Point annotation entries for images
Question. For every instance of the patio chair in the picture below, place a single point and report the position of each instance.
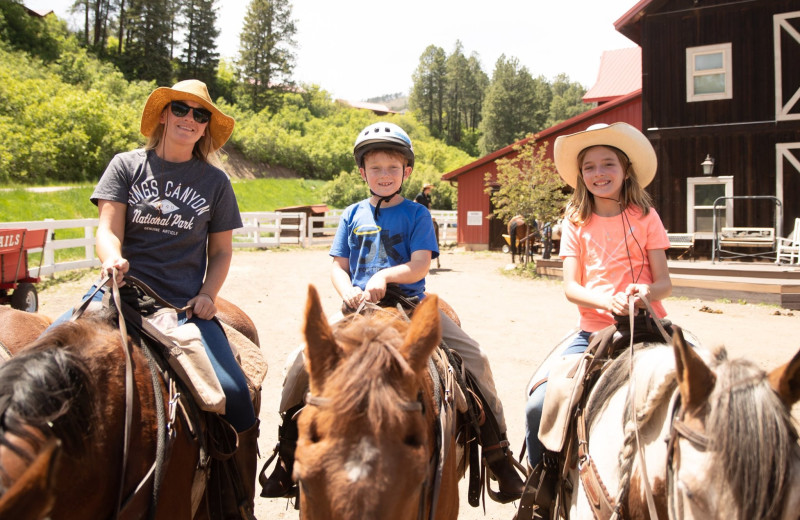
(789, 248)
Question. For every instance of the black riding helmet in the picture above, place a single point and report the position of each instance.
(383, 136)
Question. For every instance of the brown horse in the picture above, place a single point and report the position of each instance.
(367, 442)
(69, 386)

WHAT NEEDS TO BE DONE:
Print every line of the listing above word for word, leaving out the pictures.

THE SOLUTION:
Question. For every instance of the patio chair in the picture below, place a single point and report the position of each instance.
(789, 248)
Question. For every instance of the black riding helmet in the picture above, place a single point and report the position of each instance.
(383, 136)
Question. For every instance of the brown horse in the picture above, place a single point and report the position of each instance.
(367, 442)
(69, 386)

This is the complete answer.